文档
═══

#include<bits/stdc++.h>
using namespace std;
typedef long long ll;
const int N = 1e3 + 3;
int dis[N]; bool visited[N]; int cost[N]; //注意本题有两个约束条件，但是最主要的还是最短路
struct Node{
	int u, d, p;
	bool operator < (const Node &other) const{
		if(d == other.d) return p > other.p;
		else return d > other.d;   //优先队列会帮助自动排序，最短路的时候头一个代价就是最小的
	}
};
vector<Node> g[N];

void dijkstra()
{
	int start, end; cin >> start >> end;
	priority_queue<Node> pq; //
	dis[start] = 0; cost[start] = 0;
	pq.push({start, 0, 0});
	while(pq.size())
	{
		auto N = pq.top(); pq.pop();
		int u = N.u, d = N.d, p = N.p;
		visited[u] = true;
		if(visited[end]) break;
		for(const auto NN : g[u])

═══

存储数据
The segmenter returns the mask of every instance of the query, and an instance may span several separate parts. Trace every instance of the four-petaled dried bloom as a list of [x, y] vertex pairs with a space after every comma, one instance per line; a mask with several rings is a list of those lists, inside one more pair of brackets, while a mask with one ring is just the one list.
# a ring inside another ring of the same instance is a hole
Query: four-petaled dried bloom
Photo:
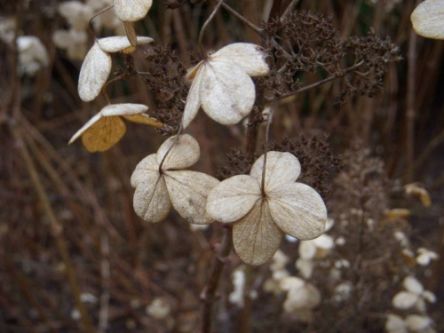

═══

任务说明 1
根据文档中的注释，本题有几个约束条件？
任务说明 2
请判断以下各项陈述是否与文档相符，逐项回答"是"或"否"，并原样引用文档中起决定作用的文字：(a) 常量N被定义为1e3 + 3；(b) 代码使用了优先队列；(c) 起点的dis初始值被设为1。
所附材料与本练习无关。

参考解答 1
两个。

参考解答 2
(a) 是："const int N = 1e3 + 3;"
(b) 是："priority_queue<Node> pq;"
(c) 否："dis[start] = 0;"